▶ AUFGABE A:
Liste aus der unten stehenden Auflistung jede Zeile auf, in der die Zeichenfolge „hillside“ vorkommt. Groß- und Kleinschreibung zählt.

▶ TEXTAUSZUG:
==*==
Europa am Scheideweg
Anika Büssemeier
„Der Austausch im Bereich Bildung und Forschung ist wichtig für die deutsch-französische Freundschaft", so Anne-Marie Descôtes
Wir freuen uns, dass Anne-Marie Descôtes, Frankreichs Botschafterin in Deutschland und DAAD-Alumna, exklusiv mit dem DAAD über die Bedeutung der Europawahl im Mai und die Zukunft des europäischen Hochschulaustauschs spricht.
Exzellenz, Deutschland und Frankreich haben Anfang 2019 den „Vertrag von Aachen“ unterzeichnet. Mit welchen Gedanken haben Sie dieses Ereignis begleitet?
Der Vertrag von Aachen ist ein deutsch-französischer Freundschafts- und Kooperationsvertrag. Er ist als Ergänzung des Élysée-Vertrags aus dem Jahr 1963 zu verstehen, der den Grundstein für die deutsch-französische Aussöhnung legte. Nun ist es notwendig, weiter auf eine Annäherung hinzuarbeiten.
Der Aachener Vertrag passt unsere Zusammenarbeit an die Herausforderungen des
21. Jahrhunderts an und stellt sie in den Dienst der Vertiefung der europäischen Integration. Denn er schafft einen offenen Rahmen, um das europäische Projekt zu unterstützen, und nicht, um einen alleinigen Dialog zwischen Paris und Berlin zu führen. Der Aachener Vertrag beruht auf den Prinzipien, die der deutsch-französischen Zusammenarbeit zugrunde liegen, sowie auf sehr konkreten Projekten. Er zeigt, dass unsere beiden Länder gemeinsam die Zukunft gestalten wollen, und wir gehen diese Aufgabe mit großer Begeisterung und Energie an.
Welche neuen Perspektiven eröffnet der Vertrag für beide Länder?
==*==
▶ AUFLISTUNG:

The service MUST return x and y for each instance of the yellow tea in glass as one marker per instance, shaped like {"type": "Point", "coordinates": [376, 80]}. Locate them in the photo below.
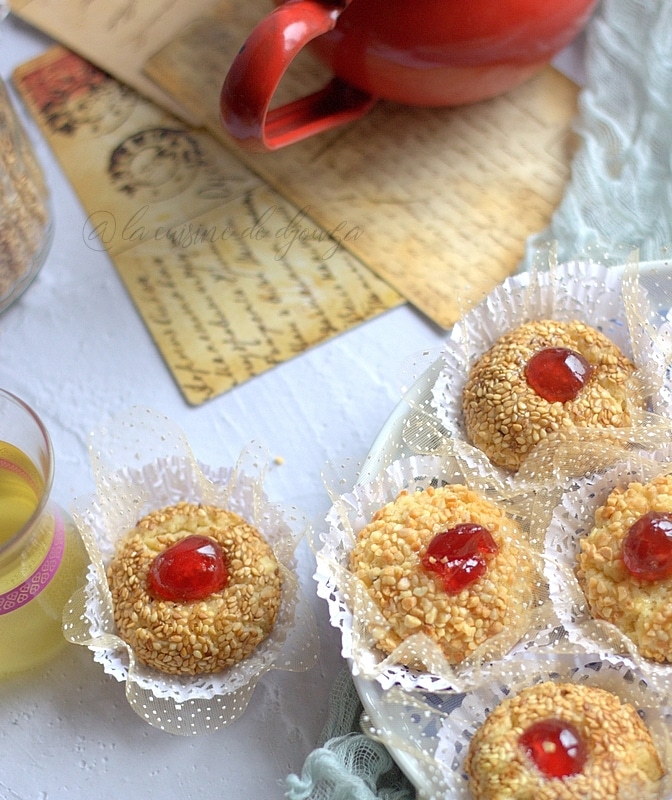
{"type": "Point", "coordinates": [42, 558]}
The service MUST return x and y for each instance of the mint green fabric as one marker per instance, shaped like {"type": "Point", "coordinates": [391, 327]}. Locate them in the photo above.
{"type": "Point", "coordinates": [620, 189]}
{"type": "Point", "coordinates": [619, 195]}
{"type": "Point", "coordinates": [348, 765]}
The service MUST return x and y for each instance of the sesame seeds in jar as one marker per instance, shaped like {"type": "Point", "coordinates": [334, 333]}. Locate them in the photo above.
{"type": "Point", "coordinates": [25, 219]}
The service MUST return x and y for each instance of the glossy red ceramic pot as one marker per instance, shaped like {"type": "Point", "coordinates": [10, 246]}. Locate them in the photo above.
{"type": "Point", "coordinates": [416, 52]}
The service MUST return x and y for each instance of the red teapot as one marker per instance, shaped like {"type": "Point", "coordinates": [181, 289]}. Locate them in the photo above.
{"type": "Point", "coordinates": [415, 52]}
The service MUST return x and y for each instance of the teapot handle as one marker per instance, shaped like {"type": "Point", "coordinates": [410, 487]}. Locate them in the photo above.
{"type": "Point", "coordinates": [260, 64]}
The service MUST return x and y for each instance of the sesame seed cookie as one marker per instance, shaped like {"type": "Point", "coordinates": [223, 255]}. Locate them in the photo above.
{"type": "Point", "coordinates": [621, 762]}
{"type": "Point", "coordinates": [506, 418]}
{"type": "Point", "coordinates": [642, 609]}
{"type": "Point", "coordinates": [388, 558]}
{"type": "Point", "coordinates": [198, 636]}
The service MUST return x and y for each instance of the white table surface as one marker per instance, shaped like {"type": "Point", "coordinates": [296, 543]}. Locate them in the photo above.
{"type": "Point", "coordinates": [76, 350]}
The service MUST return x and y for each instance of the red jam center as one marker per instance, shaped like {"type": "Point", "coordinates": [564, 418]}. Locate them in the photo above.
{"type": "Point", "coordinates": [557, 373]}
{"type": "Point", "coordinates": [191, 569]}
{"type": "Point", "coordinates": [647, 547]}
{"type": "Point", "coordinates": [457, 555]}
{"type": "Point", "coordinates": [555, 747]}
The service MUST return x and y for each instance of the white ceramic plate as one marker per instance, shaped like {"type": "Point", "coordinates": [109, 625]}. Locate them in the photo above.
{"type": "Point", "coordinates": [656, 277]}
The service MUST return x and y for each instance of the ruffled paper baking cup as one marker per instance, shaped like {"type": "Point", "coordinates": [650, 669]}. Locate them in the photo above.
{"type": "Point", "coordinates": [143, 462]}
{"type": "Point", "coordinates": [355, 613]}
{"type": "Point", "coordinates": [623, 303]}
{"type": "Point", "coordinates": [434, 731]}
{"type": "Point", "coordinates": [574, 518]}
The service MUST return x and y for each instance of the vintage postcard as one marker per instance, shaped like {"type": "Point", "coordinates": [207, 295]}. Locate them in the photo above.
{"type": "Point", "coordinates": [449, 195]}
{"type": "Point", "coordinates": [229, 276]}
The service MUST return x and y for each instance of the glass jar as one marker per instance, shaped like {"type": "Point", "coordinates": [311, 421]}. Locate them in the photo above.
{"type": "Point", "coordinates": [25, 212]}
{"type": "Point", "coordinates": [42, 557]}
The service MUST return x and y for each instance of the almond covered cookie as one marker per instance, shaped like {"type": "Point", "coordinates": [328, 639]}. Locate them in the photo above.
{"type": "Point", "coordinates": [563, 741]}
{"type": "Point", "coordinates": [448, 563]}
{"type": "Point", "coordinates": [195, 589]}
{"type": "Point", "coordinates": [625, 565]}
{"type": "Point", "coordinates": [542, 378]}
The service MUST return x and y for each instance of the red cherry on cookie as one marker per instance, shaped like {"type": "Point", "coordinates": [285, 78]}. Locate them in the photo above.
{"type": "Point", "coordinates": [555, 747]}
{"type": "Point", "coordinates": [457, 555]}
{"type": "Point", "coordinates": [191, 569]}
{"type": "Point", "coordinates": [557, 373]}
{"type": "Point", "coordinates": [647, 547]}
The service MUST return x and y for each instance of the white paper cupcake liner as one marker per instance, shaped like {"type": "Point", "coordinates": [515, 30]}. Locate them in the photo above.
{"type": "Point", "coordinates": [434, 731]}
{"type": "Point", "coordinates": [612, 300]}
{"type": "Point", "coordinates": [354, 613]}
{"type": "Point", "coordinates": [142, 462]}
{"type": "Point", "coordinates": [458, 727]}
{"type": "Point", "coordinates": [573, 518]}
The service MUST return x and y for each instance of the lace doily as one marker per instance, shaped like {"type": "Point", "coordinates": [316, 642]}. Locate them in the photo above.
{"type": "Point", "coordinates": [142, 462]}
==*==
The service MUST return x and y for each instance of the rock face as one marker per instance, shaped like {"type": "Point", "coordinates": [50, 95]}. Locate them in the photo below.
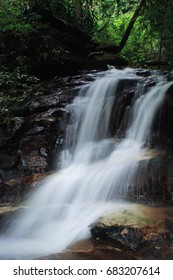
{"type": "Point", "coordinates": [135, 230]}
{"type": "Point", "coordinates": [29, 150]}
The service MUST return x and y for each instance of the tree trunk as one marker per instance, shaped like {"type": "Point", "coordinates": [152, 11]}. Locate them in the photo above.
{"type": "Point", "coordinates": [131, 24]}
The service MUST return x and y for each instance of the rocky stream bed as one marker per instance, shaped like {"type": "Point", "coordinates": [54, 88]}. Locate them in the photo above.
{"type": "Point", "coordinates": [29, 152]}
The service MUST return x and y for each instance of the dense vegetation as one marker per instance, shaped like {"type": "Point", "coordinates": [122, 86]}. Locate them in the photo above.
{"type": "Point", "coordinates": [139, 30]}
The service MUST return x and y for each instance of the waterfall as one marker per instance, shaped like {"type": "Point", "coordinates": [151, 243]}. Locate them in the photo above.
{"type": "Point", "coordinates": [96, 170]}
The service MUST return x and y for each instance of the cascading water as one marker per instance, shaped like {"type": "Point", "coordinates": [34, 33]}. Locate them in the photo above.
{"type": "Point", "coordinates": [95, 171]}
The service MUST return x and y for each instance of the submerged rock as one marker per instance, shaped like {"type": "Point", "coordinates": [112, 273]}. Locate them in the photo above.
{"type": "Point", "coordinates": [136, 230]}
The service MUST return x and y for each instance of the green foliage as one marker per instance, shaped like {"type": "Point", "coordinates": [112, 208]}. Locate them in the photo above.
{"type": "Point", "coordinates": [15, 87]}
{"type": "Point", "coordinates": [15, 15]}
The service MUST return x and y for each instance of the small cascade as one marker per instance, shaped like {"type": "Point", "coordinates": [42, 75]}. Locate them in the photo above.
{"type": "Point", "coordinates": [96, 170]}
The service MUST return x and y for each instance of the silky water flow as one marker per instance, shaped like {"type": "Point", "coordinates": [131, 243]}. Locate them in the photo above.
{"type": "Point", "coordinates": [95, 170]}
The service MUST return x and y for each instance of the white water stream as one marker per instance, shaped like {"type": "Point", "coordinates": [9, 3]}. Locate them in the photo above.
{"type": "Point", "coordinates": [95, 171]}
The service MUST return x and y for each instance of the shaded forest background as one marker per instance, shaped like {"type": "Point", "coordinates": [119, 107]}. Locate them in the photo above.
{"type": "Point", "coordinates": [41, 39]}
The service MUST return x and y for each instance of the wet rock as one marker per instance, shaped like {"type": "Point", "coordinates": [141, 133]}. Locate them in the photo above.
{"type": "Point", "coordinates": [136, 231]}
==*==
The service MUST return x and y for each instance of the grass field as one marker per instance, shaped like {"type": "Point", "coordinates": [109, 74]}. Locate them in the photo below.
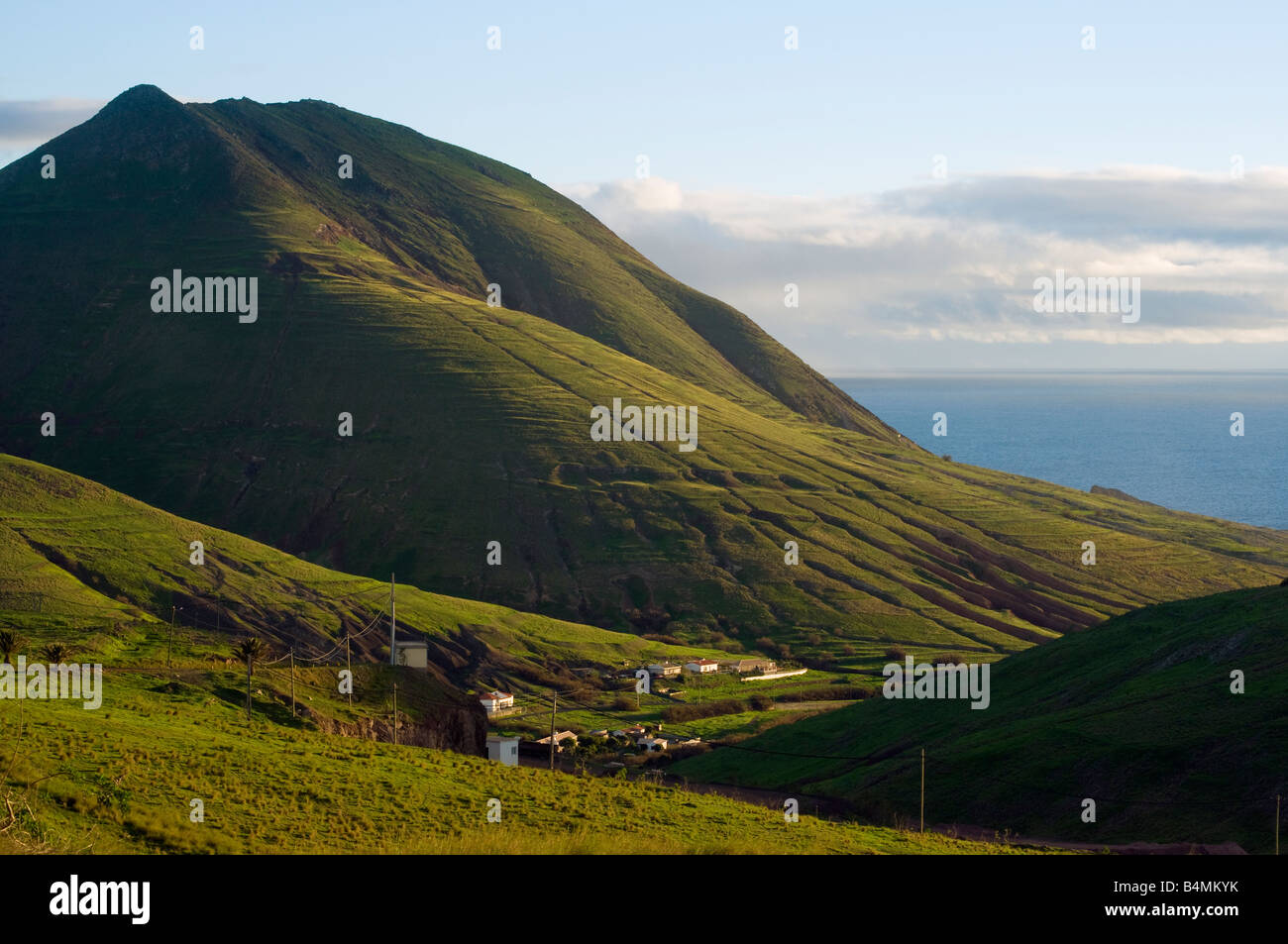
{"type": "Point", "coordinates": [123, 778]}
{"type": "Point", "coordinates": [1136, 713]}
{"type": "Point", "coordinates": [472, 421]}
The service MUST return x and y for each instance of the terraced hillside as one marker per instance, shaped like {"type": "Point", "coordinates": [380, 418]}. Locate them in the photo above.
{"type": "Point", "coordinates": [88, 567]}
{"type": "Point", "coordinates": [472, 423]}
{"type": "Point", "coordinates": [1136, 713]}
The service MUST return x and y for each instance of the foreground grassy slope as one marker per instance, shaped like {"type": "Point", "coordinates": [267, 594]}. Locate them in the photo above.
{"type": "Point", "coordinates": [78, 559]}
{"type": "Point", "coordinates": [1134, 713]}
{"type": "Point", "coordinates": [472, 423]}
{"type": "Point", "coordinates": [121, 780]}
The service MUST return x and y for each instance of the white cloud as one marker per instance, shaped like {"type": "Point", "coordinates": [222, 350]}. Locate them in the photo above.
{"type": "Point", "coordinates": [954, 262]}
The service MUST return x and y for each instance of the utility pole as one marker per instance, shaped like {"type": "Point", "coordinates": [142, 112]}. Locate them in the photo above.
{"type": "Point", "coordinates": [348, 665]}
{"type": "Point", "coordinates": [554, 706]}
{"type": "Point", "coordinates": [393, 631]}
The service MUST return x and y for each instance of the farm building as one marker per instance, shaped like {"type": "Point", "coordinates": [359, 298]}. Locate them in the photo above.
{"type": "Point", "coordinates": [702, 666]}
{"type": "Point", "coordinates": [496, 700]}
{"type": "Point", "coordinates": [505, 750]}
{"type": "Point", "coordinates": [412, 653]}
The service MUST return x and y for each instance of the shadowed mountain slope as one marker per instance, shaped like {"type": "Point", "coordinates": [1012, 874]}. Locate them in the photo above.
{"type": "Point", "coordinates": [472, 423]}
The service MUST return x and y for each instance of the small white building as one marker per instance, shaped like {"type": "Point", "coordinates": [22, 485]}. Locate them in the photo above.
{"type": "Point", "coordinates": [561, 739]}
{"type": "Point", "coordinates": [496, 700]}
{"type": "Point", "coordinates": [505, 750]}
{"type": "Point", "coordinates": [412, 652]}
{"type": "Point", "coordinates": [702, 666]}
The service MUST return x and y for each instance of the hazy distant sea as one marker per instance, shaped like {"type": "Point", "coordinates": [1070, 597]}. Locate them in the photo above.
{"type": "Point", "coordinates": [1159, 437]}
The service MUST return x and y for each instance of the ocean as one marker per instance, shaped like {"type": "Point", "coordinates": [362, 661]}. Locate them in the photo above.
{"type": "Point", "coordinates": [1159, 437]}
==*==
▶ AUFGABE B:
Gib aus dem Interview über den Vertrag von Aachen alles von „Der Aachener Vertrag passt“ bis hinunter zu „für beide Länder?“ noch einmal wortgetreu wieder.

▶ RICHTIGE ANTWORT A:
The service MUST return x and y for each instance of the terraced hillside as one marker per instance, shaped like {"type": "Point", "coordinates": [380, 418]}. Locate them in the photo above.

▶ RICHTIGE ANTWORT B:
Der Aachener Vertrag passt unsere Zusammenarbeit an die Herausforderungen des
21. Jahrhunderts an und stellt sie in den Dienst der Vertiefung der europäischen Integration. Denn er schafft einen offenen Rahmen, um das europäische Projekt zu unterstützen, und nicht, um einen alleinigen Dialog zwischen Paris und Berlin zu führen. Der Aachener Vertrag beruht auf den Prinzipien, die der deutsch-französischen Zusammenarbeit zugrunde liegen, sowie auf sehr konkreten Projekten. Er zeigt, dass unsere beiden Länder gemeinsam die Zukunft gestalten wollen, und wir gehen diese Aufgabe mit großer Begeisterung und Energie an.
Welche neuen Perspektiven eröffnet der Vertrag für beide Länder?